Exercise details — Nothing outside the stretch is wanted. Repeat exactly the lines of the listing below from the one that contains "suit jacket, each" through the one that contains "[(246, 187), (153, 129), (432, 128), (123, 290)]", both ends included.

- - - -

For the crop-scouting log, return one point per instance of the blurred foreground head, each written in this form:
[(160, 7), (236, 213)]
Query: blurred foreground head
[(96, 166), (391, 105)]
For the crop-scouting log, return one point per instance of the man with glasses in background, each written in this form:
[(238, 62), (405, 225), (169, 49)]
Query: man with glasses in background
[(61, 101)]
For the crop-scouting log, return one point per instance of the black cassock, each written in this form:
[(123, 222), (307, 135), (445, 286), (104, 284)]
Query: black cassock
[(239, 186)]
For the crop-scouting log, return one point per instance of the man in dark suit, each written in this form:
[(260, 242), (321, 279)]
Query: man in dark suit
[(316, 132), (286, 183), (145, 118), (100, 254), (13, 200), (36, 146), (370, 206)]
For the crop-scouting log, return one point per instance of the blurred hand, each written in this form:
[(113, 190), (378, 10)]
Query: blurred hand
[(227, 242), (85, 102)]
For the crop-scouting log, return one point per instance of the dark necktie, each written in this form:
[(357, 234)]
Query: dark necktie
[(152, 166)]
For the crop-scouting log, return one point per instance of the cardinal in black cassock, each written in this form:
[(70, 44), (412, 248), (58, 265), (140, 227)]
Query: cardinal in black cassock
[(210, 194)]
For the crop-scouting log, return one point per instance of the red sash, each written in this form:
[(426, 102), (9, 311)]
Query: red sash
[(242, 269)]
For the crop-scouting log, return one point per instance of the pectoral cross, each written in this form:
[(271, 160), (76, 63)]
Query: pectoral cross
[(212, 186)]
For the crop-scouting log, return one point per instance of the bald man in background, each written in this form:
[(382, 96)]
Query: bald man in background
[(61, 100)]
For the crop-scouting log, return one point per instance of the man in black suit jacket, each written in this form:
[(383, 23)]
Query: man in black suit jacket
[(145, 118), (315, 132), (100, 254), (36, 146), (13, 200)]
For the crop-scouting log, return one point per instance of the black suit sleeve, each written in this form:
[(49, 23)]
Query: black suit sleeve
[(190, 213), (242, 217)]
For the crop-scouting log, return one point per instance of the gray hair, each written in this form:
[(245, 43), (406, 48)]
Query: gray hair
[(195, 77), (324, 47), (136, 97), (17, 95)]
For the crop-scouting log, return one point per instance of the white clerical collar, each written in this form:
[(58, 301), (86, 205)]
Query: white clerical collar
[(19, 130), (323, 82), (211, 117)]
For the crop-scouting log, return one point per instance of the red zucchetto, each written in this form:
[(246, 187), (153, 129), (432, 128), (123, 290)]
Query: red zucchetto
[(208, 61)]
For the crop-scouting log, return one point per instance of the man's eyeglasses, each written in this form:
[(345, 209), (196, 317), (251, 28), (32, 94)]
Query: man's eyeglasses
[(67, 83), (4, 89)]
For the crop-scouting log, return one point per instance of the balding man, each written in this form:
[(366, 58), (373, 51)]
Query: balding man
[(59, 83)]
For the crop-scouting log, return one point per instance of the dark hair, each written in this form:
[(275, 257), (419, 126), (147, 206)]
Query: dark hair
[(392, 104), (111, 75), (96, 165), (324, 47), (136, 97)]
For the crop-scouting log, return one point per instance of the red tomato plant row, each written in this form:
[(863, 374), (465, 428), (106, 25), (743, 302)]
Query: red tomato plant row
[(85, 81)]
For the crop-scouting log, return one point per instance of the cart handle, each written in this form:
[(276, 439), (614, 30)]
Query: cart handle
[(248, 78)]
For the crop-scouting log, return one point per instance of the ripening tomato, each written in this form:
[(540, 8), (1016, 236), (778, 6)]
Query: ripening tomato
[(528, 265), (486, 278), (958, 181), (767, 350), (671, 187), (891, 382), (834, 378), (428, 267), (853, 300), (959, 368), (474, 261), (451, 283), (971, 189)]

- - - -

Answer below —
For the crop-scouting log, return one point per instance of the man in black suit jacket, each written in this form:
[(383, 23)]
Query: man in black suit jacket
[(145, 118), (315, 132), (100, 254), (36, 146), (13, 200)]
For the crop-scouting log, return one point per instance of the black suit sleeve, each written in this form:
[(49, 23)]
Query: black suit sleeve
[(190, 213), (242, 217)]
For the crop-scouting log, return one point per instance of the gray hair, each written in this form:
[(245, 43), (406, 48)]
Query: gray hair
[(195, 77), (324, 47), (136, 97), (17, 95)]
For the crop-scouting log, return one point per instance of the white clerical collar, each written in this form:
[(58, 301), (86, 205)]
Query: white clerical collar
[(19, 130), (323, 82), (211, 117)]
For the crop-scouting log, return one point per instance of the red zucchetto, each written in this form:
[(246, 187), (153, 129), (432, 128), (123, 290)]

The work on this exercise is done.